● **Exercise brief**
Count the lines below that contain the word "wooden" and reply with only that number.

● **Dataset content**
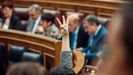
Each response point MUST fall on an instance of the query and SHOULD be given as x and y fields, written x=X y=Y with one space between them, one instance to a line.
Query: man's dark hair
x=91 y=19
x=48 y=17
x=62 y=70
x=8 y=4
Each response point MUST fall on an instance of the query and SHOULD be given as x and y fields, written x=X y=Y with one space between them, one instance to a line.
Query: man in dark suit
x=9 y=20
x=77 y=34
x=96 y=40
x=15 y=23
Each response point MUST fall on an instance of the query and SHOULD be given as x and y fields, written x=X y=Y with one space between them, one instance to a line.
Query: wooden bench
x=47 y=46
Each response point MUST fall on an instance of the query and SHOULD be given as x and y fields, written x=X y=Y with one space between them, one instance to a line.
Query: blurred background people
x=61 y=70
x=27 y=68
x=47 y=26
x=35 y=12
x=78 y=36
x=96 y=39
x=9 y=19
x=120 y=42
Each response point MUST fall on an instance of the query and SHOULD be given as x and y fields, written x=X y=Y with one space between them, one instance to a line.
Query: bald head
x=35 y=11
x=74 y=22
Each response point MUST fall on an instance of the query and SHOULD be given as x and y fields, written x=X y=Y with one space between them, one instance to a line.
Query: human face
x=90 y=29
x=33 y=14
x=7 y=11
x=114 y=64
x=72 y=26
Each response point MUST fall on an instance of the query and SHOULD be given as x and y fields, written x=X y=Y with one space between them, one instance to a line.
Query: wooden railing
x=47 y=46
x=51 y=48
x=99 y=8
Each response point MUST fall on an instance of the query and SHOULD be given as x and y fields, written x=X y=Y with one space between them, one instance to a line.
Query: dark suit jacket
x=82 y=39
x=15 y=22
x=98 y=43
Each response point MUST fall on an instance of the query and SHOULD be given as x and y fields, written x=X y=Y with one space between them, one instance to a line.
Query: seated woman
x=9 y=19
x=47 y=26
x=66 y=65
x=120 y=42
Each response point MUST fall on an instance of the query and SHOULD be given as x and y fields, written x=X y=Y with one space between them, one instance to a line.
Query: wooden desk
x=100 y=8
x=47 y=46
x=51 y=48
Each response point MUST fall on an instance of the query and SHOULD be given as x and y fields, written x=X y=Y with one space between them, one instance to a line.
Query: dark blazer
x=15 y=22
x=98 y=43
x=82 y=39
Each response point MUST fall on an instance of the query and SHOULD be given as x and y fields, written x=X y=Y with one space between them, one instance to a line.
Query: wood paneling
x=100 y=8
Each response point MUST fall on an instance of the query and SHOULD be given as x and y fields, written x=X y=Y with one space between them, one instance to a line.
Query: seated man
x=27 y=68
x=47 y=26
x=78 y=36
x=35 y=12
x=97 y=37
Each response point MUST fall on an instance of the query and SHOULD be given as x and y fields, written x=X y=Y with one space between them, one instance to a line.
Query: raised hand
x=64 y=26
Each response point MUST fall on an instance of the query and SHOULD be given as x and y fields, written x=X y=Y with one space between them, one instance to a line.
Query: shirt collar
x=98 y=29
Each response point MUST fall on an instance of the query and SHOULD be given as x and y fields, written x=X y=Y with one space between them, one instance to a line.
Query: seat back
x=32 y=57
x=15 y=53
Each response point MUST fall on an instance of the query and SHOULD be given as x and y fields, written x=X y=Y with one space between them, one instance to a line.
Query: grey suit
x=97 y=44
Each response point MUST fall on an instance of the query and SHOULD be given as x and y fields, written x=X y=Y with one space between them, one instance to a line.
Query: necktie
x=72 y=40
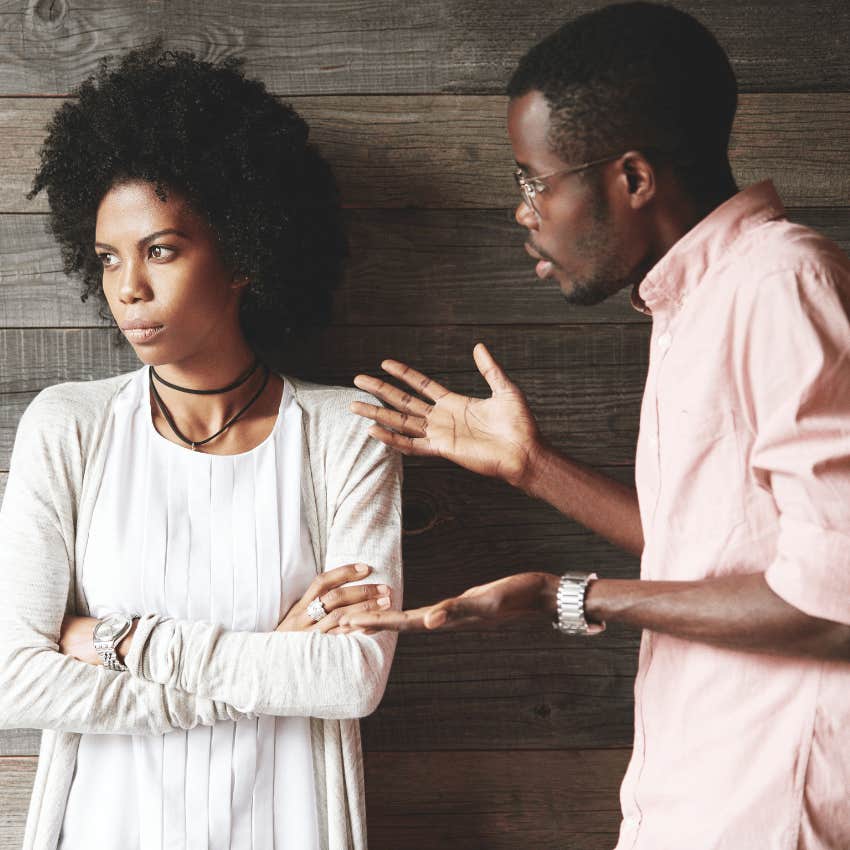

● **Written response**
3